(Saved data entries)
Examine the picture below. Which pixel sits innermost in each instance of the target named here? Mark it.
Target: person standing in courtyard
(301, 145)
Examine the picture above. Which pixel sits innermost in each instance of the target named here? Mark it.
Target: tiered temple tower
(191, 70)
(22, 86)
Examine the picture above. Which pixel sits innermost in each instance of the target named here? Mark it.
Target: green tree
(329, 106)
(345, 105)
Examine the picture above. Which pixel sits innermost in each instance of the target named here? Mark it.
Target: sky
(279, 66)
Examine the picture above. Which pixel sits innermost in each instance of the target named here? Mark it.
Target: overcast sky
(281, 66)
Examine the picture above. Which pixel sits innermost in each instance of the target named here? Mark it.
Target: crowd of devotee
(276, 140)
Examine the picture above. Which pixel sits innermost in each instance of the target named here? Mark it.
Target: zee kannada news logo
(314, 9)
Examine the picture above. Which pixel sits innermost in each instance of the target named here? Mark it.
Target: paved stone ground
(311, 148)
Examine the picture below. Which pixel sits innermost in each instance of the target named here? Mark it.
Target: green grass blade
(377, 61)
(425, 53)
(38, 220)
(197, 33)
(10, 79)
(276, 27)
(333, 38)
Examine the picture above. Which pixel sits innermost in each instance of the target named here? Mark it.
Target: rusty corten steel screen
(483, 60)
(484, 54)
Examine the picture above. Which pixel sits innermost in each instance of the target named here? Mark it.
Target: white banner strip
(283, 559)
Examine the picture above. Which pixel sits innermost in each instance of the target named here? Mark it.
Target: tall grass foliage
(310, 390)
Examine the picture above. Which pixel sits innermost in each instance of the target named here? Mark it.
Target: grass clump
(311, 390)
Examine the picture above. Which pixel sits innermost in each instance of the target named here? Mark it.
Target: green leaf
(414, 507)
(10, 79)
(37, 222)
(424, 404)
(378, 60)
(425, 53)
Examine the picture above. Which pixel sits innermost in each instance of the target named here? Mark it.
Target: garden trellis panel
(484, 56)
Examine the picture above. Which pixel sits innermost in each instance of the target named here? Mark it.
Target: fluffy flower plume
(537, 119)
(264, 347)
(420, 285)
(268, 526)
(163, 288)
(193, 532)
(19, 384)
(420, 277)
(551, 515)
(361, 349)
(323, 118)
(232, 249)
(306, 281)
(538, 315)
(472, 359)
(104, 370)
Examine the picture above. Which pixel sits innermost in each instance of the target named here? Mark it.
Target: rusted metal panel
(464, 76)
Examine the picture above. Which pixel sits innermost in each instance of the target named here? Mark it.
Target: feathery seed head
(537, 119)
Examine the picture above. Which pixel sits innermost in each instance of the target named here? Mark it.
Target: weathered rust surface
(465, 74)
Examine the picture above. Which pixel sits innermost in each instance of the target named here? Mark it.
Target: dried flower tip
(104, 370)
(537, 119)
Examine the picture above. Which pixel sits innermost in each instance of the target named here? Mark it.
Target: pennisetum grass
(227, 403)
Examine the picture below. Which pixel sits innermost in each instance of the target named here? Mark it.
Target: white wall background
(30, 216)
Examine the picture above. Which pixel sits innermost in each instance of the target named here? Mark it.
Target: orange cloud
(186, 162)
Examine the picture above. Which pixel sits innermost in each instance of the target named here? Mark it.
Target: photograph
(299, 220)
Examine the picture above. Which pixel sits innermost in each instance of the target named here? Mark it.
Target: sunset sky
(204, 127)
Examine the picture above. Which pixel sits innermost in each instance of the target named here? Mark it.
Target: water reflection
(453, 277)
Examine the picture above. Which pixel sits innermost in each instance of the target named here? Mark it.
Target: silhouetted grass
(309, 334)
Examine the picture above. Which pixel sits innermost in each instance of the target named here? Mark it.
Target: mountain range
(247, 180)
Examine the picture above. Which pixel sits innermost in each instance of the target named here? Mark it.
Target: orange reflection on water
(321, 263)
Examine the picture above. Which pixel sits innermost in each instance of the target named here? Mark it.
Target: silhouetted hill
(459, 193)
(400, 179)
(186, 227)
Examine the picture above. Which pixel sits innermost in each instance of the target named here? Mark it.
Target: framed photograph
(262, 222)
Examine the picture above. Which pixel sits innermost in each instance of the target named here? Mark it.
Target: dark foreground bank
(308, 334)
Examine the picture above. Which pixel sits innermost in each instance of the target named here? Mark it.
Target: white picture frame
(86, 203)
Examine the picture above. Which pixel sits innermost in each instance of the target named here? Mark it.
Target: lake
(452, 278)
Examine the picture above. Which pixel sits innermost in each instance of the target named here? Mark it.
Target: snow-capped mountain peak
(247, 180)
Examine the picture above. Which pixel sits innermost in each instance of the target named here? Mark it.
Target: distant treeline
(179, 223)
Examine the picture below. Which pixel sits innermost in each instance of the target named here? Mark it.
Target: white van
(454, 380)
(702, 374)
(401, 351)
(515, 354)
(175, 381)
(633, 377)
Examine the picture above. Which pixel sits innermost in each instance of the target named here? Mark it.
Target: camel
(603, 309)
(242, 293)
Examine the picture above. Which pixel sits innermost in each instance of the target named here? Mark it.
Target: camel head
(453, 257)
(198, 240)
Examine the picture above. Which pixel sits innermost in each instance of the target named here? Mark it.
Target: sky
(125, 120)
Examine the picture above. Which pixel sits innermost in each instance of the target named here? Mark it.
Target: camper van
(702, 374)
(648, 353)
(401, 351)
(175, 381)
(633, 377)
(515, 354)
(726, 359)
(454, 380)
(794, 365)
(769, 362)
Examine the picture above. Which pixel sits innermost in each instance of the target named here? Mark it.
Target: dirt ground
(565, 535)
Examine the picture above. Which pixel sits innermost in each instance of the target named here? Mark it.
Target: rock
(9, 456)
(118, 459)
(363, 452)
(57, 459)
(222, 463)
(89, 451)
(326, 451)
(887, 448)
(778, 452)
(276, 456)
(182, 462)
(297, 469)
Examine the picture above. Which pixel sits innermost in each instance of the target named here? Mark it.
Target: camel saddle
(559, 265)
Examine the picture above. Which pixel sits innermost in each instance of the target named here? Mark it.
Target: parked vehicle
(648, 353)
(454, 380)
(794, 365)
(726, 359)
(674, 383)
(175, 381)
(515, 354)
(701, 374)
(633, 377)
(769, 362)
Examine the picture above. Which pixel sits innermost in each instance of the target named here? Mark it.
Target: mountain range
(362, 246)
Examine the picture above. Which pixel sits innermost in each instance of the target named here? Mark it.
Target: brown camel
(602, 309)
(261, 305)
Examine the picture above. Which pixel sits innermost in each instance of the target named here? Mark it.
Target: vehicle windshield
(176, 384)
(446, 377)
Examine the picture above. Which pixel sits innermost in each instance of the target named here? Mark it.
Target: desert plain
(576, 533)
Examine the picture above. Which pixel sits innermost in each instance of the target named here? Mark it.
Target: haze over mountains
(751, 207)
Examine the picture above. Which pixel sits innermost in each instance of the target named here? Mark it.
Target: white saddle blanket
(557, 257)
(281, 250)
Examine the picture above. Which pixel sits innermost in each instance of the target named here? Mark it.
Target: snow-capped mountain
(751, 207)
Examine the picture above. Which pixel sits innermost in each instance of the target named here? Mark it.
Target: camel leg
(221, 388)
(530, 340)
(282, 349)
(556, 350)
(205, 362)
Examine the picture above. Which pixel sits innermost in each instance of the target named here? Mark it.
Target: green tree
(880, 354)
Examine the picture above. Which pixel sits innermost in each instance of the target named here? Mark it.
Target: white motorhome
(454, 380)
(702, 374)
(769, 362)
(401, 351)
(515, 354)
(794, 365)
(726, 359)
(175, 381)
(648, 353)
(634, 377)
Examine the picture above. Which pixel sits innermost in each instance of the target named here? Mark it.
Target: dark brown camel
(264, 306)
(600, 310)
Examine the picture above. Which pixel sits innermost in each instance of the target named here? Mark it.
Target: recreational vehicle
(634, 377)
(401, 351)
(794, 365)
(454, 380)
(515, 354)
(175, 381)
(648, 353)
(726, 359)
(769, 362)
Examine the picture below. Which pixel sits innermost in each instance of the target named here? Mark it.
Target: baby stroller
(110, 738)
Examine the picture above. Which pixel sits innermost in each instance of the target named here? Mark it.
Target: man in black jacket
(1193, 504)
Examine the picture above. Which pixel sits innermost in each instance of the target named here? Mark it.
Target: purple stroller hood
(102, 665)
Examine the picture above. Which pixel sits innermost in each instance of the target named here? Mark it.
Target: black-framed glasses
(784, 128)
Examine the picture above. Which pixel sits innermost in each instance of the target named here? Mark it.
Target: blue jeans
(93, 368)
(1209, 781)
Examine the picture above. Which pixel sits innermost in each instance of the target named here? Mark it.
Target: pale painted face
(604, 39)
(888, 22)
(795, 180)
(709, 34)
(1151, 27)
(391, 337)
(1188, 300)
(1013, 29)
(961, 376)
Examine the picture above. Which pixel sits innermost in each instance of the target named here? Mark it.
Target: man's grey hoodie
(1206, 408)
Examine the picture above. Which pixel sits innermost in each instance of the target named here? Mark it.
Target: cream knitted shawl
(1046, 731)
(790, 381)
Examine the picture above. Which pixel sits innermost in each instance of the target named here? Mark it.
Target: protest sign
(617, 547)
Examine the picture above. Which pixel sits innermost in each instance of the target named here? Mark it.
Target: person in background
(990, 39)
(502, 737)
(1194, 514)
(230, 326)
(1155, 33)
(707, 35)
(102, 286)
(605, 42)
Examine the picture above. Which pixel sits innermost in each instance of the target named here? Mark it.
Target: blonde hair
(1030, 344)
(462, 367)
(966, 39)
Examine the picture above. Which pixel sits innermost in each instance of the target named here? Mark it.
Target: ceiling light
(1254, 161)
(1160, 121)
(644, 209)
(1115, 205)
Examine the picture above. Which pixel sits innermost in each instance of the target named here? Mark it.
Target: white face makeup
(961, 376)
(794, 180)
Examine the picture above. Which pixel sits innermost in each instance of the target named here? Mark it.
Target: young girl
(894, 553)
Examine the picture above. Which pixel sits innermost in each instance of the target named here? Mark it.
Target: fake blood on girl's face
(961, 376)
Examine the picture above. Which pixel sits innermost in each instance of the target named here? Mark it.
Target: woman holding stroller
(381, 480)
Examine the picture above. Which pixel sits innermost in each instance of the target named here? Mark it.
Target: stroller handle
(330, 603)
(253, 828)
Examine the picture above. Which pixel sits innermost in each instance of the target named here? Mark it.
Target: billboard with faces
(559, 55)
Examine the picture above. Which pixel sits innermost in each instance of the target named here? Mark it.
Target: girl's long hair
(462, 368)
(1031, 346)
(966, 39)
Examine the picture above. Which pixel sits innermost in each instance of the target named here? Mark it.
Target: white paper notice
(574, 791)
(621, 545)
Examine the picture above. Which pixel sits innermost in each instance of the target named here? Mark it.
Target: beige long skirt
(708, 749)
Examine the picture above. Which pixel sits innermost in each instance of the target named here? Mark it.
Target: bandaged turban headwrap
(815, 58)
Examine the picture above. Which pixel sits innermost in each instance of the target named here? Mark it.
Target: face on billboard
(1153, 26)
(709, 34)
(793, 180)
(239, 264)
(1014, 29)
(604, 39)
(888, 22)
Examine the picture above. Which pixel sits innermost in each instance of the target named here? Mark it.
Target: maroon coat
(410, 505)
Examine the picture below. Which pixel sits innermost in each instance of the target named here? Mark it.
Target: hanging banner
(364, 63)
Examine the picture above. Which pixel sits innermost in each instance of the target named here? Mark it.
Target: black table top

** Exercise requirements **
Pull out each line of the rows above that contains the string "billboard".

** Solved exercise **
Target: billboard with faces
Target: face on billboard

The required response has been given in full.